# EXTRAIT DE SOURCE
+++
Proposition de Directive « HOT » : Application de règles fiscales uniformes aux résultats des ES européens de PME (one-stop-shop)

Le 12 septembre dernier, la Commission Européenne a publié une proposition de directive « Head Offices Tax system for SMEs », ou directive « HOT », prévoyant, pour les ES des PME, une imposition en fonction des règles en vigueur dans le pays du siège social. Elle permettrait, sur option, aux PME exerçant des activités transfrontières par l’intermédiaire d’établissements stables (ES) situés dans l’UE d’appliquer une règle unique de détermination de la base imposable (règles fiscales du pays de son siège) et d’interagir avec la seule administration fiscale de son siège social (obligations déclaratives, estimation et paiement de l’impôt), et non plus de devoir se conformer à l’ensemble des règles fiscales des pays d’implantation des ES.

Contexte

Le système d’imposition en vigueur au sein des pays de l’UE revêt un certain degré de complexité pour les groupes réalisant des activités dans plusieurs pays, ce fardeau étant plus lourd, proportionnellement, pour les PME moins équipées que pour les grands groupes de sociétés. Ainsi, les PME consacreraient environ 2,5 % de leur CA à la conformité fiscale / aux obligations déclaratives versus 0,7 % de leur CA pour les grands groupes.

Dans ce cadre, la proposition de directive « HOT » a pour objectif de permettre aux PME réalisant des activités transfrontières par l’intermédiaire d’ES situés au sein de l’UE d’appliquer une règle unique de détermination de la base imposable (règles fiscales du pays du siège) et d’interagir avec la seule administration fiscale de leur siège (obligations déclaratives, estimation et paiement de l’impôt), et non plus de devoir se conformer à l’ensemble des règles fiscales spécifiques de chacun des pays d’implantation des ES.

Cette proposition aurait pour objectif de renforcer la sécurité et l’équité fiscales, de réduire les coûts de mise en conformité et les distorsions du marché qui influencent les décisions des entreprises, tout en minimisant le risque de double imposition et de surimposition, ainsi que les contentieux fiscaux.
+++
# LIGNES

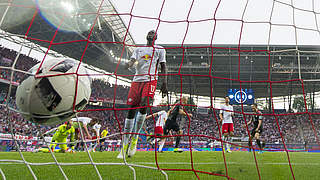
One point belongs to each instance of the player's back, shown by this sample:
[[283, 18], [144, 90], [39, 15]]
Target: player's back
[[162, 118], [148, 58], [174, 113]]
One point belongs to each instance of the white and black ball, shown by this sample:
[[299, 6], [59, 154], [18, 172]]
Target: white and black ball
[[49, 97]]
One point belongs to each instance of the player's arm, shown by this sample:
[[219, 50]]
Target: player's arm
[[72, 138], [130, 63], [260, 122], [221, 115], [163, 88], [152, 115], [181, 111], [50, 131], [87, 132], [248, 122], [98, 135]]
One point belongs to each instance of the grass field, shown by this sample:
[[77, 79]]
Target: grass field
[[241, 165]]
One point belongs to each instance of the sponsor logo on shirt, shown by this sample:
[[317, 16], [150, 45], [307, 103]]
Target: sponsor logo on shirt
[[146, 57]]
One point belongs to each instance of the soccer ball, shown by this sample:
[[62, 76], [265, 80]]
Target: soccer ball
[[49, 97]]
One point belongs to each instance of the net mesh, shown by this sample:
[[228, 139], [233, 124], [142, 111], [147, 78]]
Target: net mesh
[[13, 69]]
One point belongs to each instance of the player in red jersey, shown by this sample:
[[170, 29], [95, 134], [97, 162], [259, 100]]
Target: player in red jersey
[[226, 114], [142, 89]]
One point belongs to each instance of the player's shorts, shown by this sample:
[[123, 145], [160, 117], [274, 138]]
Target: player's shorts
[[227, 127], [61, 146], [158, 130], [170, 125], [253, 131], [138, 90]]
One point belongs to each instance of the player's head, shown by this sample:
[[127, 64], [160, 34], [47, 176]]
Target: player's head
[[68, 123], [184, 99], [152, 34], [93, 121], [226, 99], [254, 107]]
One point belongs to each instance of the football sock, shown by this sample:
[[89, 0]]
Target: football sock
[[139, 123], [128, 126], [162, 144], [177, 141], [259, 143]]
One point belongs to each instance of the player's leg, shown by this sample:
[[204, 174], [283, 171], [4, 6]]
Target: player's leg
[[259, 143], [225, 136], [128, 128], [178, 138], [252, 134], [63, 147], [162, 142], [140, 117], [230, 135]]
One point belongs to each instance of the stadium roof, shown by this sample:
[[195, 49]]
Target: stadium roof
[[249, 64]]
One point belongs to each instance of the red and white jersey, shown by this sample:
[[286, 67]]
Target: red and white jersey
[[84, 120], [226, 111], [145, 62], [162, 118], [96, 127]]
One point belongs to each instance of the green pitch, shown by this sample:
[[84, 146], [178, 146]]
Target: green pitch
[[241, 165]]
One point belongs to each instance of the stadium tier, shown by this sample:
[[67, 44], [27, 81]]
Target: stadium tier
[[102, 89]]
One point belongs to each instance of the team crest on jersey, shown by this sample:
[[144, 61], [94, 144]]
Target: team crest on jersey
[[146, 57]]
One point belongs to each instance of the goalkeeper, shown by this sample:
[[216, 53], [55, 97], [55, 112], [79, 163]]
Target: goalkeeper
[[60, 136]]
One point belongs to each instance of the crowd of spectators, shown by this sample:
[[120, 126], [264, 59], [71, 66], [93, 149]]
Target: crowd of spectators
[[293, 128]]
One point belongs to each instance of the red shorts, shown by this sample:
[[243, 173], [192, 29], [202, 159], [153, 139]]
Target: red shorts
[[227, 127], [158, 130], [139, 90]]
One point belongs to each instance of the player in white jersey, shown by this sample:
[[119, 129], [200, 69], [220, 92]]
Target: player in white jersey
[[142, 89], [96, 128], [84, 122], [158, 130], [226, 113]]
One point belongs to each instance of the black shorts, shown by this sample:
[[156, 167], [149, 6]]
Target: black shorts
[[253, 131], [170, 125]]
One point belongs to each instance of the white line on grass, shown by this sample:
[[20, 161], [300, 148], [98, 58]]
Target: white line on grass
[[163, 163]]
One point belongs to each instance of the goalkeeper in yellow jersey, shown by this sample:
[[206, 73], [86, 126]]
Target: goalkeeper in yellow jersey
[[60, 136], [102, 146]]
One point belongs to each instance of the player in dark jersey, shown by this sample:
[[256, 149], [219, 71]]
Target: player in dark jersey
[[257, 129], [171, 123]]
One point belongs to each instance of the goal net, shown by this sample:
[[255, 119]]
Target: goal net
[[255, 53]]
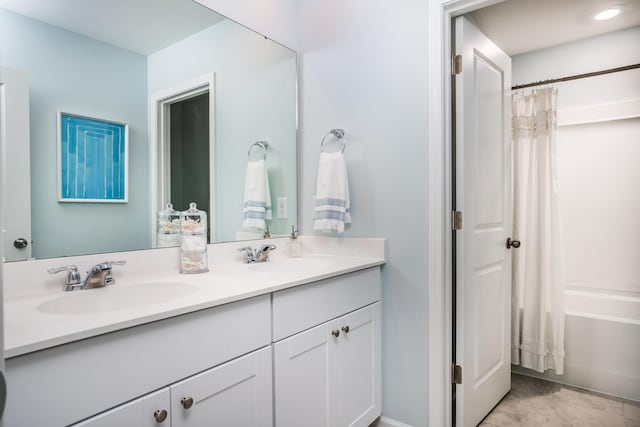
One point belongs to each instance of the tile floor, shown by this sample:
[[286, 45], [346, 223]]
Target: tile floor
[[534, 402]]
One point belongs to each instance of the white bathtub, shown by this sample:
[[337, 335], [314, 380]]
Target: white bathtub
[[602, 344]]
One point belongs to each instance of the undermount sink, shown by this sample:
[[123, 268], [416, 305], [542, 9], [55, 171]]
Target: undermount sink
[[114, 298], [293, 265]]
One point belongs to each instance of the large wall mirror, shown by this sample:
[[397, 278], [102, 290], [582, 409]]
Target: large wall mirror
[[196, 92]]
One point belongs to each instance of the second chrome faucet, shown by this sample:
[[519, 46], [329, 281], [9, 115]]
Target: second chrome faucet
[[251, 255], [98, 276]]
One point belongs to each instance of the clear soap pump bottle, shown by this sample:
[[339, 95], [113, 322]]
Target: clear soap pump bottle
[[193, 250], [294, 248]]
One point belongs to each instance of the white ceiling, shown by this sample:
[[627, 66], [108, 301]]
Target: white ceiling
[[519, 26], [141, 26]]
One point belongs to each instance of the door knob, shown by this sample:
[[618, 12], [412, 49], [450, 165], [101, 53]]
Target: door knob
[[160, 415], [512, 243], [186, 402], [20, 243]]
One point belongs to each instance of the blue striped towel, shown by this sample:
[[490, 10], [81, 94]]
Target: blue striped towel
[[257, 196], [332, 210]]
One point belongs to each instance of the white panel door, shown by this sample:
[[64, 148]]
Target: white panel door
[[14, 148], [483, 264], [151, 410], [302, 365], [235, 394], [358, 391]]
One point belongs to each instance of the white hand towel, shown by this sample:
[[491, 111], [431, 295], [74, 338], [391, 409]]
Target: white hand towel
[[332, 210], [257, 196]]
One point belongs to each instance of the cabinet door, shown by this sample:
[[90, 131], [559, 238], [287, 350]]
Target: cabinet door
+++
Rédigez la suite du texte sur la proposition de directive « HOT », en reprenant après sa dernière phrase.

Elle tendrait ainsi à mettre les PME européennes en mesure de tirer pleinement profit de la liberté d’établissement et de la libre circulation des capitaux sans être entravées par des obstacles fiscaux supplémentaires.

La directive n’aurait pas d’impact sur les taux d’impôt sur le résultat, les règles comptables applicables aux PME ni les règles de protection sociale applicables aux travailleurs, qui resteraient de la compétence de chacun des Etats dans lesquels les ES seraient implantés.

Contenu de la proposition de Directive

Champ d’application

La directive s’appliquerait :

  • aux PME autonomes,
  • établies dans un pays de l’UE sous une certaine forme juridique,
  • exerçant leur activité dans le pays de leur siège ainsi que dans d’autres pays de l’UE mais strictement sous la forme d’ES, et non sous la forme de filiales (article 2).

Les activités de transport maritime international soumises à la taxe au tonnage seraient exclues.

Eligibilité, conditions, options et exclusions

L’option serait ouverte aux PME remplissant les conditions suivantes (article 4) :

  • Être résidente fiscale du même EM depuis plus de 2 exercices fiscaux ;
  • Exercer une activité dans les autres EM exclusivement sous la forme d’ES ;
  • Avoir réalisé au titre des 2 derniers exercices fiscaux, un CA au niveau du siège qui soit supérieur à 50 % de la somme des CA des ES dans les autres EM.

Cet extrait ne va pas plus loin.